Set down each record exactly as written.

* Start Records shown *

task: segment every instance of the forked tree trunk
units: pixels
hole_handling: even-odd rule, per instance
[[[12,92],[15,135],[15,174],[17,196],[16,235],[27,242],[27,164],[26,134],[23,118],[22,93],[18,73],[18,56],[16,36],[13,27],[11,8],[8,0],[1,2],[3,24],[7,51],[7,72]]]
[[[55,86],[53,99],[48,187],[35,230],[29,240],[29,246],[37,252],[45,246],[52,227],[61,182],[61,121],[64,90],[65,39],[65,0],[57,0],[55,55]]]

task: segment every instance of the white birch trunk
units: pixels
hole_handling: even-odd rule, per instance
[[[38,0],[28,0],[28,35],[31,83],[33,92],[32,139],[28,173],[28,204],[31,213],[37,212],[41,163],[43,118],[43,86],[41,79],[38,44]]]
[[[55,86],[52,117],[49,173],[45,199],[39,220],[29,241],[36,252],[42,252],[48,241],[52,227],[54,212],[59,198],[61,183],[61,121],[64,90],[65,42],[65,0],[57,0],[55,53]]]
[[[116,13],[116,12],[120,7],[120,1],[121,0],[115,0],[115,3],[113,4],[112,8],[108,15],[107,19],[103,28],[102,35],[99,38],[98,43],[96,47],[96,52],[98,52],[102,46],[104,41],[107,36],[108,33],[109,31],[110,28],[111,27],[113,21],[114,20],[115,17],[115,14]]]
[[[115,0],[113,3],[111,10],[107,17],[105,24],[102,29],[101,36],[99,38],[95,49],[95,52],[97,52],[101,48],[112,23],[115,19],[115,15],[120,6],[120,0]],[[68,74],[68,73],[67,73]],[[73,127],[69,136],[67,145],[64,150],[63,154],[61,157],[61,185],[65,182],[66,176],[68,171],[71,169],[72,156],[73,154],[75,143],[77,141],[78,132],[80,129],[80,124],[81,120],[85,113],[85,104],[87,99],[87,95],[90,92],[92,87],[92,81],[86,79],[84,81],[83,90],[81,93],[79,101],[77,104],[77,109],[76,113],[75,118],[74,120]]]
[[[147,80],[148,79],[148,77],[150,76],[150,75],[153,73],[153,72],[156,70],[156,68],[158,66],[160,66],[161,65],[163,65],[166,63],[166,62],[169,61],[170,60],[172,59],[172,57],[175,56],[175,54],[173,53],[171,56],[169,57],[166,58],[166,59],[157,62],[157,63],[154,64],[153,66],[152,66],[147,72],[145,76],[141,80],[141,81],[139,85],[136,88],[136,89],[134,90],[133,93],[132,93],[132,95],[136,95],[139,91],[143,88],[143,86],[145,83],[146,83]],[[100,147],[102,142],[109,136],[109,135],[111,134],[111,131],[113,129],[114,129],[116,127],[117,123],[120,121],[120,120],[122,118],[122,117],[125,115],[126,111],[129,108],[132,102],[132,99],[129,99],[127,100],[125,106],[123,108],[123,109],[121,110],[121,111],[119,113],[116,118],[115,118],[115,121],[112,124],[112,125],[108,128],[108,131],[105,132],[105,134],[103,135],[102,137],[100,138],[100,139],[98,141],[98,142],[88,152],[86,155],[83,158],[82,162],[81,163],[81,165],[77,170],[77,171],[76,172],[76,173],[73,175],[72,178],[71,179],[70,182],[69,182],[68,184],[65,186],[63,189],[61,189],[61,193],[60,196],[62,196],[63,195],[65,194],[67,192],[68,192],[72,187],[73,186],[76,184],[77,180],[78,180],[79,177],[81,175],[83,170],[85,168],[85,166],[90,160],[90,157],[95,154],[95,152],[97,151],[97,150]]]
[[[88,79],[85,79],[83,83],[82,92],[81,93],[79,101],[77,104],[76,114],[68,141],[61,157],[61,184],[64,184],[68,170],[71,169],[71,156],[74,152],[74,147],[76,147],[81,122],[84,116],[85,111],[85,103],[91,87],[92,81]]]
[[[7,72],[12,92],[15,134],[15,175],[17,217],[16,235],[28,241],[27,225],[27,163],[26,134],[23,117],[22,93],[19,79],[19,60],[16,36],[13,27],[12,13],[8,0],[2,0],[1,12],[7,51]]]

* End Records shown *

### Expected output
task: segment every instance of the forked tree trunk
units: pixels
hole_handling: even-odd rule, per instance
[[[12,92],[15,135],[15,174],[17,196],[16,235],[27,242],[27,164],[26,134],[23,118],[22,93],[18,73],[18,56],[16,36],[13,27],[11,8],[8,0],[1,2],[3,24],[7,51],[7,72]]]
[[[55,86],[53,99],[48,187],[35,230],[29,240],[29,246],[37,252],[45,246],[52,227],[61,182],[61,121],[64,90],[65,39],[65,0],[57,0],[55,55]]]

task: segment every instance of the white birch trunk
units: pixels
hole_handling: even-odd rule, per instance
[[[38,0],[28,0],[28,35],[31,83],[33,92],[32,139],[28,173],[28,204],[31,213],[37,212],[41,163],[43,118],[43,86],[41,79],[38,44]]]
[[[55,86],[52,117],[49,173],[45,199],[39,220],[29,241],[36,252],[42,252],[48,241],[52,227],[54,212],[59,198],[61,183],[61,121],[64,90],[65,42],[65,0],[57,0],[55,53]]]
[[[116,13],[116,12],[120,7],[120,1],[121,0],[115,0],[115,3],[113,4],[112,8],[108,15],[107,19],[103,28],[102,35],[99,38],[98,43],[96,47],[96,52],[98,52],[102,46],[104,41],[107,36],[108,33],[109,31],[110,28],[111,27],[113,21],[114,20],[115,17],[115,14]]]
[[[115,0],[113,3],[111,10],[107,17],[105,24],[102,29],[101,36],[99,38],[95,49],[95,52],[97,52],[101,48],[112,23],[115,19],[115,15],[120,6],[120,0]],[[68,74],[68,73],[67,73]],[[73,127],[69,136],[67,145],[64,150],[63,154],[61,157],[61,185],[65,182],[66,176],[68,171],[71,169],[72,156],[73,154],[75,143],[77,141],[78,132],[80,129],[80,124],[81,120],[85,113],[85,104],[87,99],[87,95],[90,92],[92,87],[92,81],[86,79],[84,81],[83,90],[81,93],[79,101],[77,104],[77,109],[76,113],[75,118],[74,120]]]
[[[147,80],[148,79],[148,77],[150,76],[150,75],[153,73],[153,72],[156,70],[156,68],[158,66],[160,66],[161,65],[163,65],[166,63],[166,62],[169,61],[170,60],[172,59],[172,57],[175,56],[175,54],[173,53],[171,56],[169,57],[166,58],[166,59],[157,62],[157,63],[154,64],[153,66],[152,66],[147,72],[145,76],[141,80],[141,81],[139,85],[136,88],[136,89],[134,90],[133,93],[132,93],[132,95],[136,95],[139,91],[143,88],[143,86],[145,83],[146,83]],[[100,147],[102,142],[109,136],[109,135],[111,134],[111,131],[113,129],[114,129],[116,127],[117,123],[120,121],[120,120],[122,118],[122,117],[125,115],[126,111],[129,108],[132,102],[132,99],[129,99],[127,100],[125,106],[123,108],[123,109],[121,110],[121,111],[119,113],[116,118],[115,118],[115,121],[112,124],[112,125],[108,128],[108,131],[105,132],[105,134],[103,135],[102,137],[100,138],[100,139],[98,141],[98,142],[88,152],[86,155],[83,158],[82,162],[81,163],[81,165],[77,170],[77,171],[76,172],[76,173],[73,175],[72,178],[71,179],[70,182],[69,182],[68,184],[65,186],[63,189],[61,189],[61,193],[60,196],[62,196],[63,195],[65,194],[67,192],[68,192],[72,187],[73,186],[76,184],[77,180],[78,180],[79,177],[81,175],[83,170],[85,168],[85,166],[90,160],[90,157],[95,154],[95,152],[97,151],[97,150]]]
[[[88,79],[85,79],[83,83],[82,92],[81,93],[79,101],[77,104],[76,114],[68,141],[61,157],[61,184],[64,184],[68,170],[71,169],[71,156],[74,152],[74,147],[76,147],[81,122],[84,116],[85,111],[85,103],[91,87],[92,81]]]
[[[7,72],[12,92],[15,134],[15,175],[17,217],[16,235],[28,241],[27,225],[27,163],[26,134],[23,117],[22,93],[19,79],[19,60],[16,36],[13,27],[12,13],[8,0],[2,0],[1,12],[7,51]]]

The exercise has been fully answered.